— Data listing —

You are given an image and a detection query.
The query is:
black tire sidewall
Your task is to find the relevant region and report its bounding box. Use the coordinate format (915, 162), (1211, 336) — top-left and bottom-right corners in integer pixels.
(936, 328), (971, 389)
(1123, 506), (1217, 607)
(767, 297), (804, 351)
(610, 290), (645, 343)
...
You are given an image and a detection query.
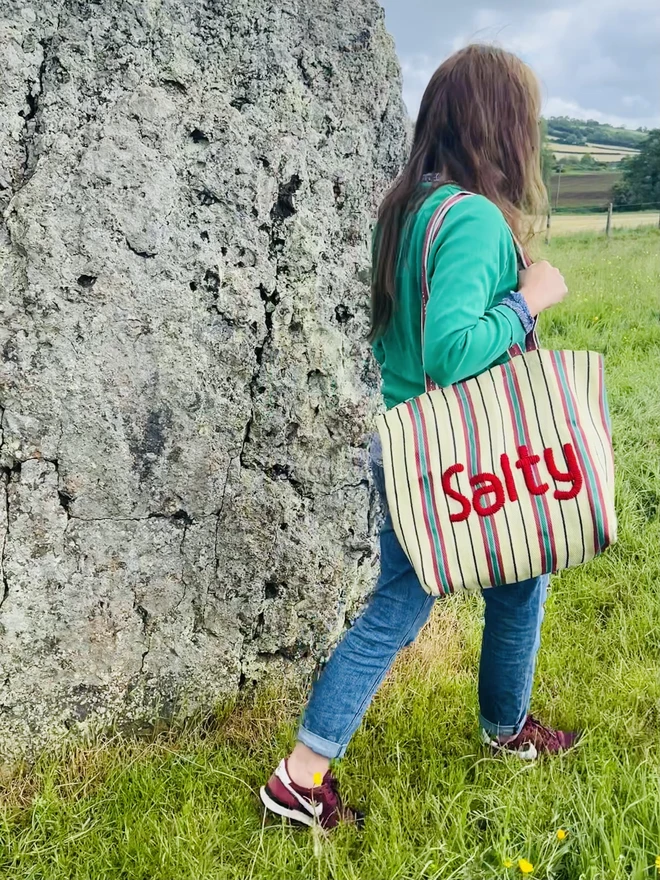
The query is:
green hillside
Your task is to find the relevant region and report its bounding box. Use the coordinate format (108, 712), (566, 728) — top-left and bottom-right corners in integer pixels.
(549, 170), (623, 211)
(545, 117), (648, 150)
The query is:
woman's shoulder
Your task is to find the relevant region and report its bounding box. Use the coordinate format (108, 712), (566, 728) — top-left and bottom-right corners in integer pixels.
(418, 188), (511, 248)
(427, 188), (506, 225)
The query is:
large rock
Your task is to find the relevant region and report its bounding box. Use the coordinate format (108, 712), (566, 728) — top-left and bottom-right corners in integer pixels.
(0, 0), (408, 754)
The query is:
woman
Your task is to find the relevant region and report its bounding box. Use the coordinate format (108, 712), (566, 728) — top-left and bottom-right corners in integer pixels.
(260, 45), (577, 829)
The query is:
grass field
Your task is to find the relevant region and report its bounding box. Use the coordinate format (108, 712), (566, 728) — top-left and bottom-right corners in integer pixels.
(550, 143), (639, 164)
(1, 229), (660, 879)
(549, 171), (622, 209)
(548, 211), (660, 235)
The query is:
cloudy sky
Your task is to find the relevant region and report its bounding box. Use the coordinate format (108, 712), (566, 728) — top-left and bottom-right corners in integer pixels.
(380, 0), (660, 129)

— Problem requirements —
What you return must be the lines above that run from the line with "woman's shoulder" to the line with "grass field", inclusive, each copied exactly.

— Expected output —
woman's shoulder
Your task is to find the relevant region and report its bounding box. Use the coordinate format (108, 712), (566, 728) — top-left and bottom-right corners in integer pixels.
(418, 188), (511, 248)
(427, 188), (506, 225)
The query is:
large rock
Your task is to find the relevant region and report its bounding box. Use the coordinate format (108, 712), (566, 728) — top-left and bottom-right corners in integer pixels.
(0, 0), (408, 754)
The query is:
woman
Your task is to find the relevant region and report its bounding box. Use the coordinate format (108, 712), (566, 728) — top-left and bottom-right corners in integer pixels.
(260, 45), (577, 829)
The query is:
grass field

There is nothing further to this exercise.